### Task material

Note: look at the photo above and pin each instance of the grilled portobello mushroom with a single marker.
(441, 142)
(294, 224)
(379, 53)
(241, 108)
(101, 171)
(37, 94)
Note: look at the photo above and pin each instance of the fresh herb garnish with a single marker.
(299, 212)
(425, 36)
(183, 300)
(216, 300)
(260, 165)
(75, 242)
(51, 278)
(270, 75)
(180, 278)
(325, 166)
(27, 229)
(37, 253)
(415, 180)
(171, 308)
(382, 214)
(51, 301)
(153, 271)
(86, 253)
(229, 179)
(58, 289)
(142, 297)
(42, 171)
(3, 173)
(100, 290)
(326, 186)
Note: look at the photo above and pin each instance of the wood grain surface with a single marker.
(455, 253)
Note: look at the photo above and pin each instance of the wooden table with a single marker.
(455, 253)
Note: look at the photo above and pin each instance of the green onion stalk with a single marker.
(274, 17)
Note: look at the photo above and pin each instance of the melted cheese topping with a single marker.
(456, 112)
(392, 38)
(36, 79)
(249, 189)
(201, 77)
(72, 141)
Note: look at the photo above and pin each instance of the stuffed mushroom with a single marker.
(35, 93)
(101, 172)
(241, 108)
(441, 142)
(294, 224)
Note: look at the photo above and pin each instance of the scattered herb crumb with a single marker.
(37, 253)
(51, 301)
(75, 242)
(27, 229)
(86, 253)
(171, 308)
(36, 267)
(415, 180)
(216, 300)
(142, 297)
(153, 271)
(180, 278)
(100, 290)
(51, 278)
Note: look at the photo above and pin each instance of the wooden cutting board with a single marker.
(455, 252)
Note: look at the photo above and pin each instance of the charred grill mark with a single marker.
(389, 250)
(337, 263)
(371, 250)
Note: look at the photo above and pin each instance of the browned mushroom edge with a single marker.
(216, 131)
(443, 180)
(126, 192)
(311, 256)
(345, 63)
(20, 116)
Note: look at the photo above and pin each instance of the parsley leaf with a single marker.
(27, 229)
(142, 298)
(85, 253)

### Task prompt
Put the lines above into a two-column CSV with the header note,points. Give one row for each line that begins with "Note:", with its text in the note field and every point listed after it in the points field, each field quoted and any line breaks turned into spaces.

### Task answer
note,points
"Note: look at the photo above and pin each instance of the grilled portobello mushroom with a single marker.","(441, 142) (294, 224) (379, 53) (241, 108) (101, 171) (37, 94)"
"Note: look at the photo above and pin each instance of the fresh herb garnish with a single marker.","(299, 212) (425, 36) (183, 300) (216, 300) (260, 165) (75, 242) (51, 278) (270, 75) (180, 278) (325, 166) (27, 229) (37, 253) (415, 180) (171, 308) (382, 214) (51, 301) (153, 271) (86, 253) (229, 179) (58, 289) (142, 297) (42, 171) (3, 173) (100, 290) (326, 186)"
"Note: look at the photo above and pin each instance of the wood grain surface with a single marker.","(455, 253)"
"Note: look at the photo above and pin each instance of the wooden table with a single marker.","(455, 253)"
"Note: look at the photo above and pin each instance of the green onion stalk with a single marker.","(274, 17)"
"Note: look at the photo above and pin each instance of the melted cheese topping with a single marker.","(456, 112) (392, 38) (36, 79) (249, 189) (201, 77) (72, 141)"
"Note: look at the photo above and pin each instance of the stuffed mushroom with a single marker.","(35, 93) (101, 172) (241, 108) (441, 142) (294, 224)"
"Note: look at the photo above and pin each instance of the scattered herb crumb with a single marker.","(37, 253) (51, 301) (75, 242) (27, 229) (86, 253) (171, 308) (36, 267) (415, 180) (216, 300) (142, 297) (153, 271) (180, 278) (100, 290) (51, 278)"
"Note: look at the photo above and pin each instance of the wooden cutting board with a single marker.","(455, 252)"
"Note: look at the photo above and pin each instance of the charred grill mark with a single marker.","(389, 250) (337, 263) (371, 250)"
"Note: look at the photo above and pin each instance of the browned mushroom edge with a single marker.","(216, 131) (443, 180) (126, 192) (311, 256) (345, 63) (20, 116)"
"Note: look at the photo above and pin each instance of the parsley leaf with a single marker.","(27, 229) (142, 298) (85, 253)"